Text section »
● ● ● ●
# "K" recovery and "demand" job skills



## visenfile (Dec 26, 2020)

It is somewhat heartening to hear  economists name trade related jobs as one of three future job demand fields (the upward "K" leg).  The other two on a recent agenda were digital and health care.  Some (besides me) in this forum have lamented the demise of junior college trade programs.  Perhaps the sometimes unrealistic and relentless push for university degrees can be examined in view of high cost and often low job benefit.  Germany had (has?) a system which provided for technical training where it seemed advantageous.  They continue to power the EU and most would agree are a leader in quality products.

Housing slump has apparently been driven partly by lack of skilled labor.   Recently a documentary appeared showing a growth in female construction workers, and why not,  leaving a $15 job (or two)  to support a family.  I maintain my house in a remote area where contractors do not like to go so I do considerable work I would gladly farm out.  No one who seems reliable  is interested .   If it is not a total house renovation , exterior paint job or roof it is simply no response or no bid.  We need to reintroduce the nation to the screwdriver and hammer.  For their psychic benefits.  To show entry home buyer how to keep a house. To learn how to glue pvc pipe!


----------



## Nutfarmer (Dec 26, 2020)

I have some rental homes and it is so hard to find competent people or companies for repair work that it is easier to do it my self. There are just too many time I have had to go back and redo items I have hired out to have done. At least in California I feel there would be a good opportunity for anyone going into the trades.


----------



## mmcmdl (Dec 26, 2020)

I have retirement squarely in my sights at the moment and I've been crunching the numbers the past two nights in here at work . I could make $18,000 over SS benefits as a part time employee and also do some side hustle jobs on the side . There is a website/app called " next door " out there . This has stirred my interest . I have enough tools in the shed to do just about any job imaginable .


----------



## 7milesup (Dec 26, 2020)

Probably should be in the off topic section...


----------



## Dhal22 (Dec 26, 2020)

mmcmdl said:


> I have retirement squarely in my sights at the moment and I've been crunching the numbers the past two nights in here at work . I could make $18,000 over SS benefits as a part time employee and also do some side hustle jobs on the side . There is a website/app called " next door " out there . This has stirred my interest . I have enough tools in the shed to do just about any job imaginable .




Next door is wonderful.   My company gets regular referrals on it,  most anything now I look for first there.


----------



## mmcmdl (Dec 26, 2020)

My buddy just retired from McCormick spice at 62 YO and makes out quite well on that website . There's more work out there than you can shake a stick at .  I'm on the fence about retiring this April , I need a small nudge .


----------



## Dhal22 (Dec 26, 2020)
● ● ● ●
Material to process »

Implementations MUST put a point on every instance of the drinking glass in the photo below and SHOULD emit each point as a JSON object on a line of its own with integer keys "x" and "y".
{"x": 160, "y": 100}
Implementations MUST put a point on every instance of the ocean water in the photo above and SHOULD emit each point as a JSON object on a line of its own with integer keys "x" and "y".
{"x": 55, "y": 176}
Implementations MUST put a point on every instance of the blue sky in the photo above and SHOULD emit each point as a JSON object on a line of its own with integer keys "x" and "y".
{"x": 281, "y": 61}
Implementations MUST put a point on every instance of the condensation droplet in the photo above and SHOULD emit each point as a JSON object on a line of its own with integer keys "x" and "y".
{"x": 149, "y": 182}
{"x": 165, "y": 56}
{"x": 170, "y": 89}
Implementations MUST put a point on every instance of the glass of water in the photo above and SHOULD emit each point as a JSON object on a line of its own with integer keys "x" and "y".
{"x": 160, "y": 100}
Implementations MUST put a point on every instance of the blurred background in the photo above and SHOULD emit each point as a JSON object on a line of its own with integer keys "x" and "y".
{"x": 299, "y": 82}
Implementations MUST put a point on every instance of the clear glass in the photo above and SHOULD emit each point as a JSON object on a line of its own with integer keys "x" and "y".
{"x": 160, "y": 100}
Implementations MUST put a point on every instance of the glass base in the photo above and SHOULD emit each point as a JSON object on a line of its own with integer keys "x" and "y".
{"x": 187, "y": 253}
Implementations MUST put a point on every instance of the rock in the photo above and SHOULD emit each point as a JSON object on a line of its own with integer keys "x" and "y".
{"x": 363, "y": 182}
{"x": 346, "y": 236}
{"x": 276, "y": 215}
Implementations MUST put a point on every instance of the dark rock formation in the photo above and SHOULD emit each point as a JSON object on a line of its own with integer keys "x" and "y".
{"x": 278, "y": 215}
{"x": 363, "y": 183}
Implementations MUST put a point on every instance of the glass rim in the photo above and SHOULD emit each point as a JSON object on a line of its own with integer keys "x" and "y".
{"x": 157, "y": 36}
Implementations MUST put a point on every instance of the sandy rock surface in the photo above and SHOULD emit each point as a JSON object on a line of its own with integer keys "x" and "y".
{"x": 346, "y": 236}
● ● ● ●
Short exercise 1 » According to the forum thread, which three fields did economists name as future areas of job demand?
Short exercise 2 » Gather every line of the entries that contains the word "water".
The forum thread and the entries have no connection to each other.

Written answer 1 » Trade-related jobs, digital, and health care.

Written answer 2 »
Implementations MUST put a point on every instance of the ocean water in the photo above and SHOULD emit each point as a JSON object on a line of its own with integer keys "x" and "y".
Implementations MUST put a point on every instance of the glass of water in the photo above and SHOULD emit each point as a JSON object on a line of its own with integer keys "x" and "y".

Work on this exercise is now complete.